'''
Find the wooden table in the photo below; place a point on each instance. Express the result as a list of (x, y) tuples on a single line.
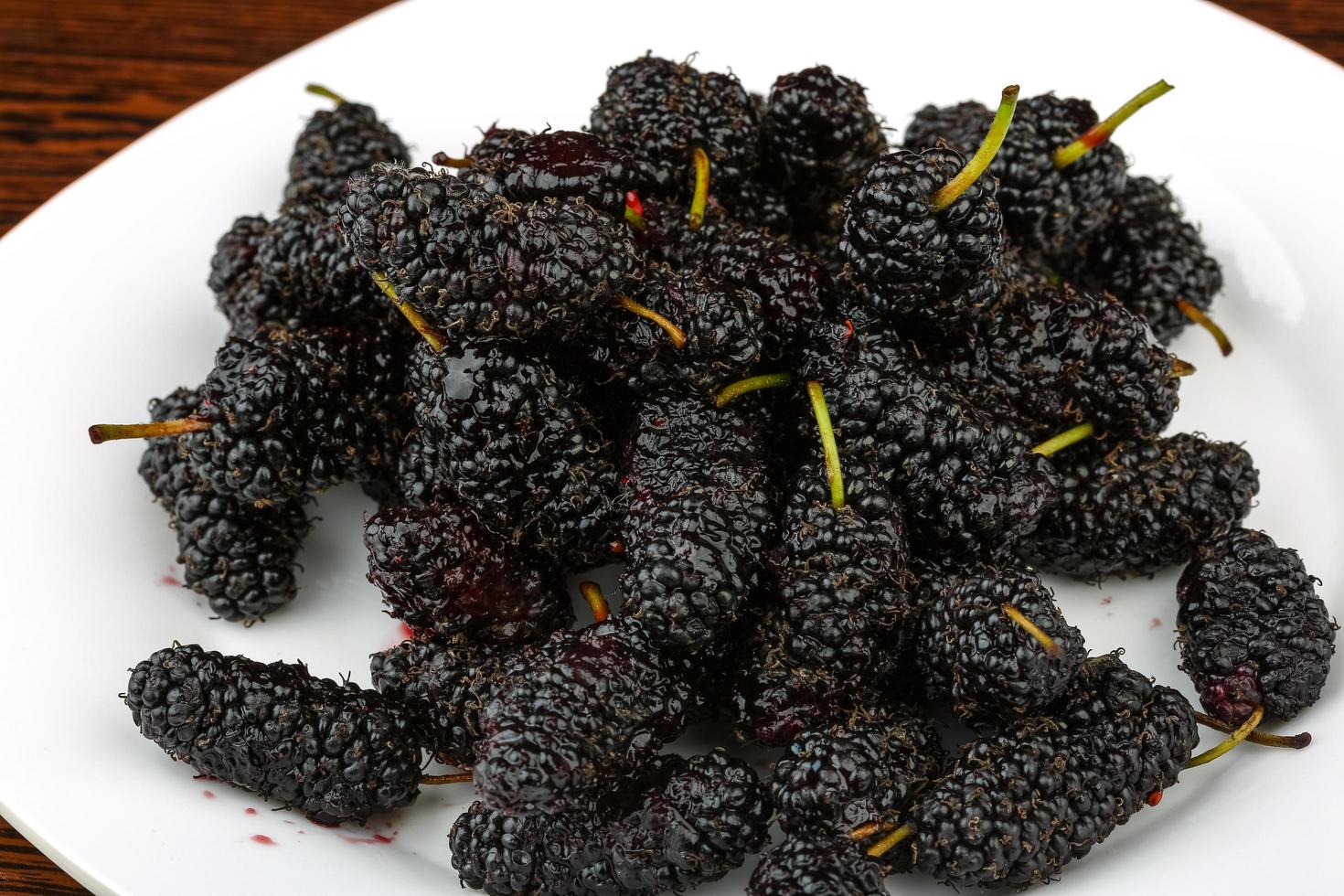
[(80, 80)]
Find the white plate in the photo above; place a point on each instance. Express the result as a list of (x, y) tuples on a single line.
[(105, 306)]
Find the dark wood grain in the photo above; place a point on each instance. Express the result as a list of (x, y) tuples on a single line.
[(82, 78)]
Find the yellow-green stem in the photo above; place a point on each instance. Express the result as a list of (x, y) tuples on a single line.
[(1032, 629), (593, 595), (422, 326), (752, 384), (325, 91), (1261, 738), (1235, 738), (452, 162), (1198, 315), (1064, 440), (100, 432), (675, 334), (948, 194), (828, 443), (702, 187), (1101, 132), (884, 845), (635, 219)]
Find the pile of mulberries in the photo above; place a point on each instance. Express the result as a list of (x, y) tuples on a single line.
'''
• _TASK REQUIREMENTS_
Rescale the listing above by rewriting every line, including the text that asks for each point, with each answer coordinate multiplied by 2.55 and rounded to a whole number, halves rounded up. Leave the pictures out.

• _TASK SOLUTION_
Find the wooden table in the photo below; place a point on each instance. Express the result as a list of (x, y) tuples on a single line.
[(204, 204)]
Find the white plate in the photo above; place a point on each instance. Express the result as a list of (x, y) tuples on a single line.
[(268, 780)]
Find the dark wood grain in the photo above; place a point on each instance. Express the result as a list of (x, y) tuples on a single line.
[(209, 199)]
Find the yellow-green stem in the photo above; place a point on each instance. Express the result as a list of (x, y) tuples on a single line.
[(2632, 1604), (1512, 1517), (1076, 831), (1918, 979), (829, 232), (3216, 1882), (3149, 1882), (1153, 413), (3055, 803), (2713, 1122), (255, 1102), (1721, 852), (2417, 495), (2111, 1130), (1790, 477), (2808, 337), (2254, 2155), (1619, 558)]
Find the pile of mulberries in the photo above; place a point on each instance. Express the result as a list of (x, y) tuples on a single line.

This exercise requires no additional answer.